» TEXT SEGMENT:
==================================================
Trial endpoints are going to be analysed by means of regressions, in the intention-to-treat framework. The primary endpoint of HbA1c is going to be analysed with linear regression, adjusting for patient’s HbA1c at baseline, gender (the stratification variable) and for age and socioeconomic status, known from practice at CADA to be strongly predictive of the outcome. The main measure of the intervention effect is going to be the difference in mean HbA1c between study arm, with its uncertainty quantified by a 95% CI. Unadjusted difference of means with its 95% CI is going to be reported as well. Given the size of the trial, we do not expect significant baseline imbalances in any measured covariate; if any such imbalance occurs, we will perform a sensitivity analysis where such covariates are adjusted for in addition to the above.

The binary secondary endpoints (ie, glycaemic control and follow-up completion) will be analysed with logistic regressions, with adjustment for gender, age and socioeconomic status, yielding ORs. Unadjusted ORs and risk ratios and their 95% CIs will be reported as well.

The DASS-21 and health-related quality of life scores will be analysed with linear regression, adjusting for baseline values, gender, age and socioeconomic status. As these outcomes are scales, we will examine the appropriate linear regression diagnostics carefully to ensure that the assumptions of this method are satisfied well enough. In case of serious violations, we will fall back on ordinal or logistic regression, using clinically meaningful cut-off points for the scales.

The hypothesis of modification of the intervention effect by social capital will be addressed by introducing an interaction term between the arm indicator and the social capital score in the primary analysis. The hypothesis will be accepted if the 95% CI for the interaction coefficient excludes 0.

We anticipate minimal missing data at baseline, but expect up to 30% of trial participants to be lost to follow-up. If thanks to the additional outreach to all participants the actual attrition is less than 10%, we will perform complete case analysis only. Otherwise, we will perform inverse probability weighting using a predictive model of attrition built with baseline covariates. If no sufficiently strong baseline determinants of loss to follow-up are found, we will explore alternative approaches that are appropriate for the data as collected, and informed by the trial staff’s understanding of how and why the participants have been lost.

In order to improve participants’ adherence to the protocol, costs related to transport and HbA1c testing at baseline, 3-month and 12-month follow-up will be covered by the study as motivational incentives.
==================================================
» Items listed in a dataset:
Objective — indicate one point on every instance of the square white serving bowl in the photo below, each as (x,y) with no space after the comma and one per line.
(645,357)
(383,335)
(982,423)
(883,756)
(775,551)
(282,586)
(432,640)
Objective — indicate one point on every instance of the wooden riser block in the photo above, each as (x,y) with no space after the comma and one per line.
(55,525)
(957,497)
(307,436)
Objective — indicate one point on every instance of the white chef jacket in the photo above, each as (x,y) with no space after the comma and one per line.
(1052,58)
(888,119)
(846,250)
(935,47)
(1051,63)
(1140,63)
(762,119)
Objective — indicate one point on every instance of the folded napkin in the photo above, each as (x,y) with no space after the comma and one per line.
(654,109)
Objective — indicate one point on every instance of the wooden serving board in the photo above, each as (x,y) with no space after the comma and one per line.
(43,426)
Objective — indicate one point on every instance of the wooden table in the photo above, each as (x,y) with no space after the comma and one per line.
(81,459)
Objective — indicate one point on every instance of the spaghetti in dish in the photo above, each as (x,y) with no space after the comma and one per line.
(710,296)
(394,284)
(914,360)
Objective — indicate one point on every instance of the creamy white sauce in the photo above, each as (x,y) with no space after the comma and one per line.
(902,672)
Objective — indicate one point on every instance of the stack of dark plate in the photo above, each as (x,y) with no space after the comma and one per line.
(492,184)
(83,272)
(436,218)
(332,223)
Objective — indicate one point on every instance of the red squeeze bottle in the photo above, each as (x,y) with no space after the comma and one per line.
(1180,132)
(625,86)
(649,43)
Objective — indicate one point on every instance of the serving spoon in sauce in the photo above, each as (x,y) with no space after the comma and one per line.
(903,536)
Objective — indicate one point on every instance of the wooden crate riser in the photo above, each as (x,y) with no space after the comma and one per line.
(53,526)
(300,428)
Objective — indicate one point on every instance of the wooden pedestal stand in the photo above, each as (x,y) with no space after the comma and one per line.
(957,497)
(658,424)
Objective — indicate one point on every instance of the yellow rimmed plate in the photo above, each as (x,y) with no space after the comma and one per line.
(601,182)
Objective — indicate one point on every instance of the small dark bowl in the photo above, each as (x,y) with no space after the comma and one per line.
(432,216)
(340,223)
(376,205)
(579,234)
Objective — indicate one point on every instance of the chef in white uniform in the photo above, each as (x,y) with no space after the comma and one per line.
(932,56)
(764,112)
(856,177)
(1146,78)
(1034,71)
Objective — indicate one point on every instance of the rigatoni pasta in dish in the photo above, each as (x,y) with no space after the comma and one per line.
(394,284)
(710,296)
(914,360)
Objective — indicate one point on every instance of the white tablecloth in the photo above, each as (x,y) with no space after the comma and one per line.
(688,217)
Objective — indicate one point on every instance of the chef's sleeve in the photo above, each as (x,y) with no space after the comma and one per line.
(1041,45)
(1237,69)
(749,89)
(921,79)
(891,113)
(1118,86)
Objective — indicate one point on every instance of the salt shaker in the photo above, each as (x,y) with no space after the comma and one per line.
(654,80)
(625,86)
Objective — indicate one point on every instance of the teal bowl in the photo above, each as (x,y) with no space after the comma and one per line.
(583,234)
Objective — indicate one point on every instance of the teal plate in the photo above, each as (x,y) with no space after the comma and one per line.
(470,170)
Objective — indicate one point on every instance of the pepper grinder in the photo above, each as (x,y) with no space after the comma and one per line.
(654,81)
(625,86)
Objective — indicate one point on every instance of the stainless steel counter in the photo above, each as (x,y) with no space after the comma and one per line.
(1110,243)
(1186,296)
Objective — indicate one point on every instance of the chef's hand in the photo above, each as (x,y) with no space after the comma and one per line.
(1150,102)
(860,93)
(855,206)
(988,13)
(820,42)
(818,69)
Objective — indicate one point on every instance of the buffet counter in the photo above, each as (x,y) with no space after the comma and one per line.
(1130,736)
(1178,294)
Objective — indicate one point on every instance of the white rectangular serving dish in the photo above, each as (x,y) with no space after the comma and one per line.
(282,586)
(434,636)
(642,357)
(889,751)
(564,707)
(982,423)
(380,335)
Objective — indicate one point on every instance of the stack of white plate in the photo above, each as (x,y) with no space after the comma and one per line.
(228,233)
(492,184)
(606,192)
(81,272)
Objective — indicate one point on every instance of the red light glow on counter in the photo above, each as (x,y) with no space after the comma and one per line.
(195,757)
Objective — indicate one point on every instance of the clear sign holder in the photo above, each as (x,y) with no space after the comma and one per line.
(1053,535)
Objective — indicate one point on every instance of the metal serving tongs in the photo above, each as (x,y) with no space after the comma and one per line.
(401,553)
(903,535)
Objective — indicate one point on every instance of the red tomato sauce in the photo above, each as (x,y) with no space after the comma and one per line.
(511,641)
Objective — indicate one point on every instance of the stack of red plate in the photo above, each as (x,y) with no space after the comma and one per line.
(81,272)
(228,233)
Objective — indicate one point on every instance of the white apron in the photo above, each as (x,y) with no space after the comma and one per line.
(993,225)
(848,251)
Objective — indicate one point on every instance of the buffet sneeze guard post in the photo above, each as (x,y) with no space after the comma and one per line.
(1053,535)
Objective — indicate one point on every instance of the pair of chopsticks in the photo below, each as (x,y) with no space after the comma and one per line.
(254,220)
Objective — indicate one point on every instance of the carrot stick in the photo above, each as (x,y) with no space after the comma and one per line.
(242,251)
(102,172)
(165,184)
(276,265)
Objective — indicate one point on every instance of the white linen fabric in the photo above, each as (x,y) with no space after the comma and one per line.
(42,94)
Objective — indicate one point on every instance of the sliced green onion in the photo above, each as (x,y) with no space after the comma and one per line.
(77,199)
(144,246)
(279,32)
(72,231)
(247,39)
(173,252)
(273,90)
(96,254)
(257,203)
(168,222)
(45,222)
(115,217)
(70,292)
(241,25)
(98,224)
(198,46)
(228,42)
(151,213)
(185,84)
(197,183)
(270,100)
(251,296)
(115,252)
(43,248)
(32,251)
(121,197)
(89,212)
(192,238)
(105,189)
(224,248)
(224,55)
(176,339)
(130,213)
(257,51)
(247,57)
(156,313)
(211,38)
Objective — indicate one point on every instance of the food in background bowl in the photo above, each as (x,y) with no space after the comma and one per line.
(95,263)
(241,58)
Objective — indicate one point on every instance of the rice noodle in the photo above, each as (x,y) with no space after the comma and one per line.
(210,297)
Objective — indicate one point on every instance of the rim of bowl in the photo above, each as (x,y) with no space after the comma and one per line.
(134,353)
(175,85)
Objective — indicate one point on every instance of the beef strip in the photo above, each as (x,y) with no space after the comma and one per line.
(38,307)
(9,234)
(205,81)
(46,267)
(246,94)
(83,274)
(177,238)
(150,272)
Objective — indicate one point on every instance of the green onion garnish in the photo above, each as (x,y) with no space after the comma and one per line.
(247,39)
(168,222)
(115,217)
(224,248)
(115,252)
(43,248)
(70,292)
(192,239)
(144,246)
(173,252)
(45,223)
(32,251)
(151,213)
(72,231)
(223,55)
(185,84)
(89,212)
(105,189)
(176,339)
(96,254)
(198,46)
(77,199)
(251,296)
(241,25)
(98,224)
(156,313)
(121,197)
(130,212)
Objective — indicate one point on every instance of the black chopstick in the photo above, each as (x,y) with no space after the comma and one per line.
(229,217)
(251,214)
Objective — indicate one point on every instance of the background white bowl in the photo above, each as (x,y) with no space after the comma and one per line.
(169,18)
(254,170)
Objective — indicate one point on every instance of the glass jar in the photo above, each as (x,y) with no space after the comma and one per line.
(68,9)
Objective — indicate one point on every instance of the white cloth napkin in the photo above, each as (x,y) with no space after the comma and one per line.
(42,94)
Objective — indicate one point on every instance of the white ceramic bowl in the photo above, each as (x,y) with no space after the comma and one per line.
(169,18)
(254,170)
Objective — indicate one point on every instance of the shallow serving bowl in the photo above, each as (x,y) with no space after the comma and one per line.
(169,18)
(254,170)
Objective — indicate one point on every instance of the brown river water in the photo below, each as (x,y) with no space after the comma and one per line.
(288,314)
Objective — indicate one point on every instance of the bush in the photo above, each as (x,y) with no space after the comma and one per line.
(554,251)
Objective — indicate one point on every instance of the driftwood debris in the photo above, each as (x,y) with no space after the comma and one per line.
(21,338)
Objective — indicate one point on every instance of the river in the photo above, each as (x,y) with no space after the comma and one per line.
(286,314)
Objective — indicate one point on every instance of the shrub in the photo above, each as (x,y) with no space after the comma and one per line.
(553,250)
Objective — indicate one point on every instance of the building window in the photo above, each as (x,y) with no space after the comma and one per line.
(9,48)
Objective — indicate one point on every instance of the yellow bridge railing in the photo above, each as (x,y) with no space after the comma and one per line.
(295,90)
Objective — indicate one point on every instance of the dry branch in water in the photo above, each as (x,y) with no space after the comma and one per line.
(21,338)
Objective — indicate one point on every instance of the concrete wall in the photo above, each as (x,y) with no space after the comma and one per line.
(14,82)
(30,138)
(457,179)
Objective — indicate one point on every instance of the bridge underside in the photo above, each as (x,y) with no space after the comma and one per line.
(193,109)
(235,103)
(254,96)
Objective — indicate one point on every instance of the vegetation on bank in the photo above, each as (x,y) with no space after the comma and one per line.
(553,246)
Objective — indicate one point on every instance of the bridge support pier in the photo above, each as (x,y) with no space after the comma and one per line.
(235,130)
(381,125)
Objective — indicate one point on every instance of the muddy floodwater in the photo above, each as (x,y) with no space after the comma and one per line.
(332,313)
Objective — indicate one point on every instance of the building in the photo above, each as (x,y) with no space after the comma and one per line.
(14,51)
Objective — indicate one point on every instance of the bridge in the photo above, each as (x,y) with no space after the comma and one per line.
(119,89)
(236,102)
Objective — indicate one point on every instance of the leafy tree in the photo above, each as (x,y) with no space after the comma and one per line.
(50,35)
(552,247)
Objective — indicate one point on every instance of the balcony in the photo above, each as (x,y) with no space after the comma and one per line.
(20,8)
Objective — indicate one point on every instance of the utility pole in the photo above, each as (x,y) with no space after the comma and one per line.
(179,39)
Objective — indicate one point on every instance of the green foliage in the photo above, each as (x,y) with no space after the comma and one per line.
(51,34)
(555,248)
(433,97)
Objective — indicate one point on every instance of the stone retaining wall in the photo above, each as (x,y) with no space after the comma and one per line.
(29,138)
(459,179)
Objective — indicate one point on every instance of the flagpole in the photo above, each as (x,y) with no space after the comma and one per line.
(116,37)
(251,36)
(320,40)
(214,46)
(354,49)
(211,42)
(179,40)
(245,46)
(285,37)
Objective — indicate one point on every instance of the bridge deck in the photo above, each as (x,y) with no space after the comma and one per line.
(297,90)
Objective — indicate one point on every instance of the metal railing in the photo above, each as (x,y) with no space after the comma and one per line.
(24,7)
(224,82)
==================================================
» PROMPT: Print the stretch of the statistical analysis plan from "We anticipate minimal" through "have been lost.". The listing has no connection to the statistical analysis plan.

» ANSWER BOX:
We anticipate minimal missing data at baseline, but expect up to 30% of trial participants to be lost to follow-up. If thanks to the additional outreach to all participants the actual attrition is less than 10%, we will perform complete case analysis only. Otherwise, we will perform inverse probability weighting using a predictive model of attrition built with baseline covariates. If no sufficiently strong baseline determinants of loss to follow-up are found, we will explore alternative approaches that are appropriate for the data as collected, and informed by the trial staff’s understanding of how and why the participants have been lost.